→ Aim of the exercise
Every entry must be given again exactly.

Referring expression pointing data
┄┄┄┄┄┄┄┄┄┄┄┄┄┄┄┄┄┄┄┄

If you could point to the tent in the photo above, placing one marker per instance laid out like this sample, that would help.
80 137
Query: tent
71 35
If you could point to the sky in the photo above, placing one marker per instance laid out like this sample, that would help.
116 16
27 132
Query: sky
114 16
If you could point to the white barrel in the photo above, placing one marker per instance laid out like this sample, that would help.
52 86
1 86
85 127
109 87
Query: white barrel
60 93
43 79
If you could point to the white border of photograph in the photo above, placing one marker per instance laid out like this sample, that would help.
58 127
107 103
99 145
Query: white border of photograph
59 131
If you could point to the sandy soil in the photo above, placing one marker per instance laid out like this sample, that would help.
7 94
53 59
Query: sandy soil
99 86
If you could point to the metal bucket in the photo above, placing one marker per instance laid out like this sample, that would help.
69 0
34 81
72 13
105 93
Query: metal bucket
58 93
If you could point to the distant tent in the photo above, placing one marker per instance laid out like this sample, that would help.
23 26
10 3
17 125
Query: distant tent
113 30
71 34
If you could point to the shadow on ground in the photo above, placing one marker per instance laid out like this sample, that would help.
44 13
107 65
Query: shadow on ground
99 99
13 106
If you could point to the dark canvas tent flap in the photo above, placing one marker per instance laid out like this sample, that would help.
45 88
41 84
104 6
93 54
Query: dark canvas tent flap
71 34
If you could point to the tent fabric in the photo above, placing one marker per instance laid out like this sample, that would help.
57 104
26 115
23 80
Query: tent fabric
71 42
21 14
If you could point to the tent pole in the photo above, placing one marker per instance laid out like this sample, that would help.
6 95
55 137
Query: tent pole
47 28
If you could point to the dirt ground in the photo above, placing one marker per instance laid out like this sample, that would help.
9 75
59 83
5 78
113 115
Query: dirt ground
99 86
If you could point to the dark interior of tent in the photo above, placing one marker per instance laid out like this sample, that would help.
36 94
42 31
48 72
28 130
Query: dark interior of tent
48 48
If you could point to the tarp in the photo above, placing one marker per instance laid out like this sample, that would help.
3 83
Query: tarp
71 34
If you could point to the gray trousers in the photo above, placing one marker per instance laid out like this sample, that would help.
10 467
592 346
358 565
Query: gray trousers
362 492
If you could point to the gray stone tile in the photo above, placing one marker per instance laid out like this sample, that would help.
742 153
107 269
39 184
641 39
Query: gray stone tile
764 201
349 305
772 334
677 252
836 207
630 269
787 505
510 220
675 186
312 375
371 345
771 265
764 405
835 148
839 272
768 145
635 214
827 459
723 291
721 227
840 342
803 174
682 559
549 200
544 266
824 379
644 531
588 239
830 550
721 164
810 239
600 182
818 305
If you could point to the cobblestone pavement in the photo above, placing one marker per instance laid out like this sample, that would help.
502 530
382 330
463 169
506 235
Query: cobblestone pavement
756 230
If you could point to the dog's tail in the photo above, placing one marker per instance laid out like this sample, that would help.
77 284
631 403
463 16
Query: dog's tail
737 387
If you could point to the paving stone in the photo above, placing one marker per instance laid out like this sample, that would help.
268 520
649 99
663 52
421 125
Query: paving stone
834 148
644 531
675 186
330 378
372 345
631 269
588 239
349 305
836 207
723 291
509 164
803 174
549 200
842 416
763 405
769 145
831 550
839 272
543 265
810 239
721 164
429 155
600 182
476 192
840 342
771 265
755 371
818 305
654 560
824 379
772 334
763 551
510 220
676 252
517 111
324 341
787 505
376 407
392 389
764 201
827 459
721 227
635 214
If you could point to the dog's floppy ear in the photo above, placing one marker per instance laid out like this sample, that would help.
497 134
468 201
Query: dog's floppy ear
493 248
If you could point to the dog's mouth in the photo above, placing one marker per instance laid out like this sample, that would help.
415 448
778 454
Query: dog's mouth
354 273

┄┄┄┄┄┄┄┄┄┄┄┄┄┄┄┄┄┄┄┄

→ The completed task
If you could point to the tent in the photo above, placing one marker per instance laid out like this sample, that would help.
80 137
Query: tent
71 35
If you could point to the sky in the photo above, placing one marker per instance laid out like this sample, that would help.
116 16
27 132
Query: sky
114 16
If you could point to the white barrel in the photo above, placing one marker per instance laid out like this sample, that would help.
52 86
1 86
85 127
109 87
Query: white barrel
60 93
43 79
If you could point to the white border of photograph in the photo above, placing one marker per instance laid out like this sample, that would help.
58 127
107 103
99 145
Query: white border of photograph
59 131
If you could point to the sandy soil in the photo above, placing one marker per instance laid out like this sample, that would help.
7 94
53 59
Query: sandy soil
99 86
If you could point to the metal bucket in the photo above, placing one marker per instance laid out like this sample, that would help.
69 0
34 81
72 13
105 93
Query: metal bucket
58 93
If you could point to the distant tent in the photo above, placing one marker per instance laid out like this sample, that would help.
23 26
10 3
17 125
Query: distant tent
113 30
71 34
If you could point to the shadow on ground in the photo above, placing one marker per instance laid out like this sample, that would help.
44 13
107 65
Query: shadow on ground
99 99
13 106
If you could point to the dark canvas tent flap in the photo above, placing one marker per instance laid out like this sample, that would help.
45 88
41 84
104 6
93 54
Query: dark canvas tent flap
71 34
If you could point to the tent fabric in the photo above, placing one marker per instance laid out like this sample, that would help.
57 104
26 115
23 80
Query: tent fabric
71 42
21 14
If you could point to the tent pole in the photo above, placing one marker per instance laid out like this sample, that would help.
6 95
55 137
Query: tent pole
47 28
If you could point to the dirt ground in the photo above, placing one marker per instance laid out like this sample, that would help.
9 75
59 83
5 78
113 115
Query: dirt ground
99 86
If you could point to the dark interior of tent in the photo above, placing one marker per instance laid out like this sample, that would help.
36 94
42 31
48 72
28 130
Query: dark interior of tent
48 48
If you could point to the tarp in the photo above, placing one marker per instance laid out like this sample, that would help.
3 83
Query: tarp
71 34
If you could point to the gray trousers in the photo above, placing one marker per instance laid out like this sample, that would help.
10 467
592 346
358 565
Query: gray trousers
362 492
If you could point to the gray stone tile in the photo above, placing one marker per instance laid out like this sample, that would help.
742 153
107 269
39 184
641 39
Query: gray stone tile
764 201
349 305
772 334
677 252
836 207
630 269
787 505
510 220
675 186
312 375
371 345
771 265
764 405
835 148
839 272
768 145
635 214
827 459
723 291
721 227
840 342
803 174
682 559
549 200
544 266
824 379
644 531
588 239
830 550
721 164
810 239
600 182
818 305
If you could point to the cobblestone pavement in the photo above, placing one marker per instance laid out like this sample, that would help.
502 530
382 330
463 169
506 235
Query: cobblestone pavement
756 230
If you could point to the dog's tail in the photo above, placing one marker per instance laid out like this sample, that would help.
77 284
631 403
463 16
Query: dog's tail
737 387
If you could point to the paving stone in the photo above, placing one marker per instance laid out like this sample, that would help.
268 520
649 99
663 52
421 125
Query: paving stone
834 148
644 531
675 186
330 378
372 345
631 269
588 239
349 305
836 207
723 291
509 164
803 174
549 200
842 416
763 405
769 145
831 550
839 272
543 265
810 239
721 164
429 155
600 182
476 192
840 342
771 265
755 371
818 305
654 560
824 379
772 334
763 551
510 220
676 252
517 111
324 341
787 505
376 407
392 389
764 201
827 459
721 227
635 214
If you could point to the dog's floppy ear in the photo above, placing one marker per instance laid out like this sample, that would help.
497 134
468 201
Query: dog's floppy ear
493 248
If you could point to the dog's mouth in the photo above, placing one marker per instance laid out like this sample, that would help.
415 448
778 454
Query: dog's mouth
354 273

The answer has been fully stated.